◆ Description of the task
Please return the full passage on ignorance and the six realms of rebirth, word for word.
---------- Text passage
Not to be enlightened means, separating a “me” from a “you”and from the action that results from this separation. We have been in this state of duality since time without beginning. The cause for this way of perception is the fundamental ignorance of mind. Our mind works like an eye, that looks at the outside, but cannot see itself. From ignorance arises the separation between me and you, outside and inside, here and there. As a result, we wish to have certain things we experience as separate from ourselves – attachment arises – and we wish to avoid certain things – aversion arises. From attachment then arises greed, from aversion jealousy, and from ignorance pride. Now, these five disturbing emotions make us say and do certain things. Because of the law of cause and effect (Karma) our actions come back to us later, and due to our habits, we again and again act motivated by the disturbing emotions. Thus, we find ourselves in Samsara and we cannot escape from conceptual feeling and thinking.
Depending on the predominant disturbing emotion, after death we are reborn in one of the six realms of existence:
- Pride leads to rebirth in the realm of the gods. They are well off; they live very long and have but a single problem: impermanence. Someday their pleasant state is over, actually, when their good Karma is used up.
- Jealousy leads into the realm of the demi-gods. They are also relatively well off, but they are permanently jealous of everything the gods have, and they try to take their riches from them.
- Craving leads to a rebirth as a human being. Humans have a mixed Karma. They experience the sufferings of birth, illness, old age and death, but depending on their Karma they also have surplus energy and compassion.
- Ignorance leads to a rebirth as an animal. Animals eat other animals or are eaten by them.
- Avarice leads into the realm of the hungry ghosts. These beings suffer indescribably. They experience themselves as having huge bellies and a tiny, thin throat, so they cannot eat or drink anything.
- Finally, anger leads to rebirth in the paranoia realms, resp. in the realm of hell beings. These beings suffer even more. They experience being cooked or freezing to death, continuously.
--------------------
---------- Dataset extract
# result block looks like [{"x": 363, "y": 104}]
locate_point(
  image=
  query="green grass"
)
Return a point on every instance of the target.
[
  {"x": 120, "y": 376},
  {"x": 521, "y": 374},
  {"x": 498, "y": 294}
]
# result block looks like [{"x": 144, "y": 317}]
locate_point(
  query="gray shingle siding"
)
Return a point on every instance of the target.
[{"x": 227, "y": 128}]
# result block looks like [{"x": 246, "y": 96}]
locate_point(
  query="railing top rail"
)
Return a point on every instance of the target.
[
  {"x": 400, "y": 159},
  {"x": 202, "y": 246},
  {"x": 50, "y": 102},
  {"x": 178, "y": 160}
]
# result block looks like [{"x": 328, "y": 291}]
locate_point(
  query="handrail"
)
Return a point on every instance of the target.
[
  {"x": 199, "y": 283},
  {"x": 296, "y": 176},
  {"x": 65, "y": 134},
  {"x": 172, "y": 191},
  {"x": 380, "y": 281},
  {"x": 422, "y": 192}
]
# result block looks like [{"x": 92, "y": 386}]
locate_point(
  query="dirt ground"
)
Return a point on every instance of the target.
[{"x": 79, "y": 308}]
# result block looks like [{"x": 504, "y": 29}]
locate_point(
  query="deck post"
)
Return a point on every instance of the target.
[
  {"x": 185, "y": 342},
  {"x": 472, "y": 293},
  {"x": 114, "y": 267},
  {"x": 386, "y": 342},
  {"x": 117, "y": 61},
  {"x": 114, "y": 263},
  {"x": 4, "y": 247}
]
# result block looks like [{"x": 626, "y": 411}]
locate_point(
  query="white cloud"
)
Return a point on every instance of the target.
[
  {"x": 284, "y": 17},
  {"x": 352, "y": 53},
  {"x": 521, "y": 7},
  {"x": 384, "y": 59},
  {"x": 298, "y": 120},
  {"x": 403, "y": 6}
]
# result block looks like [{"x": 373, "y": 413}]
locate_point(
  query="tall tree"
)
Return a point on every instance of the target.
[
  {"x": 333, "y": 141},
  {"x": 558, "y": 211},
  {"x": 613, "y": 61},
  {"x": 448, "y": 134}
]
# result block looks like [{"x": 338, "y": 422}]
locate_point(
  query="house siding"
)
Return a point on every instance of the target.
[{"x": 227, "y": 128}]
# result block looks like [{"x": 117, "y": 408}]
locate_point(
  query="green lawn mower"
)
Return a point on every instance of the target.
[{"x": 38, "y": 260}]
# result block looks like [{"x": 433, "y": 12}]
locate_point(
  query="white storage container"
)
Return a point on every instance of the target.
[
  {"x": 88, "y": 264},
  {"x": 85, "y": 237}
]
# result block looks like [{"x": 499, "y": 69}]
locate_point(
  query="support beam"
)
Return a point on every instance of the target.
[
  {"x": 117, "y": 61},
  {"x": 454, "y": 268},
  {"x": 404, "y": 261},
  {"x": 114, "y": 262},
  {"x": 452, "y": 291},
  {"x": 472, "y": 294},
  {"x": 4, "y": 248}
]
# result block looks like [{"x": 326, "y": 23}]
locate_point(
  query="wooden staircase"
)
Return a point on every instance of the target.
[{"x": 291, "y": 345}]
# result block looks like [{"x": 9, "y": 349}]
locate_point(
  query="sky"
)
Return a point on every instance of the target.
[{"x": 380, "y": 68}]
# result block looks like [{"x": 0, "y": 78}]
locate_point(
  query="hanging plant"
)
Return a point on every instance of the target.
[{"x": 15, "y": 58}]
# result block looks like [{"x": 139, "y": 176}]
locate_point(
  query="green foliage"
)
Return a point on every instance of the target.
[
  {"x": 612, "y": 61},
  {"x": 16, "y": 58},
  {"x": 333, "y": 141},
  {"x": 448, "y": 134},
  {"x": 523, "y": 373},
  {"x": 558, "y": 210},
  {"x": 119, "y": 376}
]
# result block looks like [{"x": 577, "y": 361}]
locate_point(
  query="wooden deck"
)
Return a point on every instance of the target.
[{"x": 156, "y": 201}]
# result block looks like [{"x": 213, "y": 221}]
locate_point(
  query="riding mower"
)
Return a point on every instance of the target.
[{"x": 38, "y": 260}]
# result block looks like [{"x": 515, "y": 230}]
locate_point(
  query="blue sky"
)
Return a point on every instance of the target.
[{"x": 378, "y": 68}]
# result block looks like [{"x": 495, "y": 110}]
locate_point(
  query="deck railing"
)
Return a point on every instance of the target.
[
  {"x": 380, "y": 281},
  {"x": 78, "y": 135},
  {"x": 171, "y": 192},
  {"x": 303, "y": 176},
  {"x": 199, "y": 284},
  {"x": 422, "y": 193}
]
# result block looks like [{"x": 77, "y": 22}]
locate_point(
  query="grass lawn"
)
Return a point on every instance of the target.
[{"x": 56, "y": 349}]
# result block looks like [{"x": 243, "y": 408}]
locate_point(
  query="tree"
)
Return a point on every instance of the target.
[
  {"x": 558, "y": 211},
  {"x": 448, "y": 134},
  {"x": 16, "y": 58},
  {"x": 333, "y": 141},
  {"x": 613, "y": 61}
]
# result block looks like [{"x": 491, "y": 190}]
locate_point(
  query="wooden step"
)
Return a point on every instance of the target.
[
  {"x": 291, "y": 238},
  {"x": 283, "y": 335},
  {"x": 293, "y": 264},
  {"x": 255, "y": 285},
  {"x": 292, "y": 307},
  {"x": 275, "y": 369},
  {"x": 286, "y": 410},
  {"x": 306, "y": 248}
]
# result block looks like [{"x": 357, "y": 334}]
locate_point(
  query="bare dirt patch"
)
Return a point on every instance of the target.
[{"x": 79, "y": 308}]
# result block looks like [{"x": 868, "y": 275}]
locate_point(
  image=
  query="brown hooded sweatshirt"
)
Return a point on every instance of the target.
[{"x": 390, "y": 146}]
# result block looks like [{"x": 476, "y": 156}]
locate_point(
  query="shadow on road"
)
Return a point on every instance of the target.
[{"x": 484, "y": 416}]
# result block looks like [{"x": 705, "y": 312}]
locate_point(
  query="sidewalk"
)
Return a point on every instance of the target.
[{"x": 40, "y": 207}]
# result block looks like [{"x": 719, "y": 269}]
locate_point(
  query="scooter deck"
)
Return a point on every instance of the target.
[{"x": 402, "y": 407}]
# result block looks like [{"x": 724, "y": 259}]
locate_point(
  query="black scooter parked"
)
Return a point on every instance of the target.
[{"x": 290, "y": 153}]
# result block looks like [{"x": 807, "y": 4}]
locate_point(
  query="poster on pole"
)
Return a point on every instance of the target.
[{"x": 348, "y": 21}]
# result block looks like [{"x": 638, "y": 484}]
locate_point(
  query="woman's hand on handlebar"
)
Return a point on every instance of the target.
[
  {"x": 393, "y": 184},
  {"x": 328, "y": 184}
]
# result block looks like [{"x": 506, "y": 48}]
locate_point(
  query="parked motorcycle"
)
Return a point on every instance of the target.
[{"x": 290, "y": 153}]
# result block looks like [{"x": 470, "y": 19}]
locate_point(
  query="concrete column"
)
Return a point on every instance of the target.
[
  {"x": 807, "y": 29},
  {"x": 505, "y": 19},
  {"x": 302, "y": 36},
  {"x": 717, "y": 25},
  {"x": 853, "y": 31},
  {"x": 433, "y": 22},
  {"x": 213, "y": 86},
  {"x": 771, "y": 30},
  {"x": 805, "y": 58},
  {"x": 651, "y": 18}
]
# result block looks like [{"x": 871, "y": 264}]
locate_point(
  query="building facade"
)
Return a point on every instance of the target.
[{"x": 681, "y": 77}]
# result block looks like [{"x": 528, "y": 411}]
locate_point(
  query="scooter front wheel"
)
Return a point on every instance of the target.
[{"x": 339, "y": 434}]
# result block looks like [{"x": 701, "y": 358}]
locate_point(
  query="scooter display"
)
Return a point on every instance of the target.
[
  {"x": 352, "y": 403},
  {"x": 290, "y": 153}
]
--------------------
◆ Response for this exercise
Not to be enlightened means, separating a “me” from a “you”and from the action that results from this separation. We have been in this state of duality since time without beginning. The cause for this way of perception is the fundamental ignorance of mind. Our mind works like an eye, that looks at the outside, but cannot see itself. From ignorance arises the separation between me and you, outside and inside, here and there. As a result, we wish to have certain things we experience as separate from ourselves – attachment arises – and we wish to avoid certain things – aversion arises. From attachment then arises greed, from aversion jealousy, and from ignorance pride. Now, these five disturbing emotions make us say and do certain things. Because of the law of cause and effect (Karma) our actions come back to us later, and due to our habits, we again and again act motivated by the disturbing emotions. Thus, we find ourselves in Samsara and we cannot escape from conceptual feeling and thinking.
Depending on the predominant disturbing emotion, after death we are reborn in one of the six realms of existence:
- Pride leads to rebirth in the realm of the gods. They are well off; they live very long and have but a single problem: impermanence. Someday their pleasant state is over, actually, when their good Karma is used up.
- Jealousy leads into the realm of the demi-gods. They are also relatively well off, but they are permanently jealous of everything the gods have, and they try to take their riches from them.
- Craving leads to a rebirth as a human being. Humans have a mixed Karma. They experience the sufferings of birth, illness, old age and death, but depending on their Karma they also have surplus energy and compassion.
- Ignorance leads to a rebirth as an animal. Animals eat other animals or are eaten by them.
- Avarice leads into the realm of the hungry ghosts. These beings suffer indescribably. They experience themselves as having huge bellies and a tiny, thin throat, so they cannot eat or drink anything.
- Finally, anger leads to rebirth in the paranoia realms, resp. in the realm of hell beings. These beings suffer even more. They experience being cooked or freezing to death, continuously.